Énoncé:
Réponds à ces questions d'après le texte sur David O. Selznick ci-dessous :
1. Qui a composé le thème musical évoqué au début ?
2. En quelle année Selznick devient-il indépendant ?
3. Combien de comédiennes ont tenté leur chance pour le rôle de Scarlett O'Hara ?

Texte de lecture:
++++++++++++++++++++

Sauf que… Quand le thème musical de Max Steiner, tout violons dehors, résonne dans la pièce, ça vous colle le frisson illico ! Et on se dit qu'après une intro pareille, la suite ne devrait pas décevoir. Le la laaaa la laaaa, la laaaaa la laaaa, c’est un peu comme le tin tin tin tin tin tin tin tin tin de STAR WARS, ou le pôm pôm pôôômmm poum poum poum poum poouuummm de 2OO1. Et passées les minauderies de Scarlett au pique-nique, quand l’intrigue commence vraiment, une force mystérieuse vous prend par la main, et ne vous  lâche plus pendant les trois heures et demie qu’il reste. Et pour une fois, je ne vais pas louer les talents d’un metteur en scène, mais d’un producteur : David O. Selznick, en costume noir sur la photo, debout derrière Clark Gable. Ne cherchez pas ce que veut dire le O. Ça ne veut rien dire. Juste pour la frime (et pour ne pas le confondre avec son oncle qui portait le même prénom).

David O. Selznick, c’est l’archétype du grand producteur hollywoodien, comme Irving Thalberg, Darryl Zanuck. Il fait ses classes à la MGM, à la RKO, et devient indépendant en 1936. Le rôle de producteur aux Etats Unis n’est pas le même qu’en France, ou prime la loi des auteurs. Le producteur américain, à cette époque, n’est pas un simple gestionnaire qui aurait fait ses classes chez Sony ou Google, mais un type qui connaît le cinéma. D’ailleurs encore aujourd’hui, l’oscar du meilleur film est remis au producteur, et non au metteur en scène. Dans un livre paru chez Ramsey, « Memos » (bouquin passionnant pour qui s’intéresse à cet époque hollywoodienne) Selznick publie toutes les notes dont il inondait ses collaborateurs, et notamment sur le tournage pharaonique de AUTANT EN EMPORTE LE VENT. Si Victor Flemming (- réalisateur du MAGICIEN D'OZ -) un pote à Gable qui jeta l’éponge, est crédité au générique, si George Cukor et Sam Wood (qui termina les prises de vue) ont tourné aussi des scènes, la réussite du film doit revenir à David O. Selznick, qui à chaque étape de sa fabrication, a sans cesse repoussé les limites, poussant chacun à faire plus vite, plus haut, plus fort ! Sur la fin, il y avait trois équipes de réalisation, qui travaillaient chacune à leurs scènes, obéissant aux strictes consignes de Selznick. 


On se souvient de la campagne de promotion qui a entouré le casting. La Star’Ac avant l’heure, un barnum itinérant dans tous les États Unis, et un formidable outil de promotion. Selznick souhaitait recruter une actrice inconnue pour le rôle de Scarlett O’Hara, et pas moins de 14000 comédiennes ont tenté leurs chances. Rappelons que le bouquin de Margaret Mitchell venait de sortir, et cassait la baraque. On se pâmait dans les chaumières pour savoir qui Rhett Butler allait serrer dans ses bras sur grand écran. Tout ce que Hollywood comptait d’actrices a auditionné pour le rôle, devant la caméra de George Cukor. Paulette Godard (alors mariée à Charlie Chaplin) rate le job de très peu. Selznick supervise le choix des comédiens, gère les susceptibilités, avec un Gable pas sûr de lui, refusant de jouer les maris éplorés pour ne pas mettre à mal sa virilité, et Leslie Howard qui n’aime pas son personnage. Son intervention s’étend au scénario (crédité à Sydney Howard, décédé avant la sortie du film), au montage, jusqu’au choix des costumes, des robes, accessoires, des matières, des couleurs, qui sont choisies en fonction de l’humeur des personnages, pour traduire visuellement leur état psychologique. Il existe des bouquins entiers rien que sur les robes de Scarlett O’Hara !

++++++++++++++++++++

Liste des lignes:
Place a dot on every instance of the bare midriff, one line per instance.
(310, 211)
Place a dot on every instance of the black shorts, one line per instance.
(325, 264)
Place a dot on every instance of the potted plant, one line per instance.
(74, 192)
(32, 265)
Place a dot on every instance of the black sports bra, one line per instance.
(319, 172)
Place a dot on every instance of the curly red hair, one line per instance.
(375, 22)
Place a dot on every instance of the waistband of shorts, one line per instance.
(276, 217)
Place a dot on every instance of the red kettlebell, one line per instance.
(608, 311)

++++++++++++++++++++

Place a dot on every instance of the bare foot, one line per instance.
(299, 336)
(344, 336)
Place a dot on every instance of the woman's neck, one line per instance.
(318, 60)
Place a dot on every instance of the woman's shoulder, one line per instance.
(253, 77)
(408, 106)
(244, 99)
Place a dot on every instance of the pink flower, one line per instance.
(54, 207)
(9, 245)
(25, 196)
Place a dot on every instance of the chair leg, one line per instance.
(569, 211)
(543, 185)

++++++++++++++++++++

Résultat:
1. Max Steiner.
2. En 1936.
3. 14000 comédiennes.